**Excerpted data:**
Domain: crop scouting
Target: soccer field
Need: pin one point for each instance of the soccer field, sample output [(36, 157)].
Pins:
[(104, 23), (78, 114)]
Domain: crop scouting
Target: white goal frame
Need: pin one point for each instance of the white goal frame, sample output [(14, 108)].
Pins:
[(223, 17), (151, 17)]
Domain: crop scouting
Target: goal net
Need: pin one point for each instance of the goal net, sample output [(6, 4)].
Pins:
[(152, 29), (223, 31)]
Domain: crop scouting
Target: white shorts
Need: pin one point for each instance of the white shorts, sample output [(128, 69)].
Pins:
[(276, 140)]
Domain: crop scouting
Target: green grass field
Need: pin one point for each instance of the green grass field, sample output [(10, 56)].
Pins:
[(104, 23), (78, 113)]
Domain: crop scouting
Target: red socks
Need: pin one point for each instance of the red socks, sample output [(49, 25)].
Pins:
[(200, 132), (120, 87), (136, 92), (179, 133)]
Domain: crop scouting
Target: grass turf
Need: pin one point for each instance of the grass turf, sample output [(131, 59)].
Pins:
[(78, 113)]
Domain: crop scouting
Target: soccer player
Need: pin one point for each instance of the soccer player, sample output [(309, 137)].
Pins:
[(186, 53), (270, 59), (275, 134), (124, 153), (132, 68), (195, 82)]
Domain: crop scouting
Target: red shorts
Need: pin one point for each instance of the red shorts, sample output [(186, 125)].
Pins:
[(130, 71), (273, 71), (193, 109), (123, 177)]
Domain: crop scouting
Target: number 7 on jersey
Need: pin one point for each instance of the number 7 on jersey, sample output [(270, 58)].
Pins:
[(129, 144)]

**What you will do:**
Extract every line from the one containing "Need: pin one point for each instance of the number" to the end of the entries, including both of those lines, exactly as given and with nothing added.

**Exercise output:**
Need: pin one point for each instance of the number 7 on jersey, sample output [(270, 58)].
Pins:
[(129, 144)]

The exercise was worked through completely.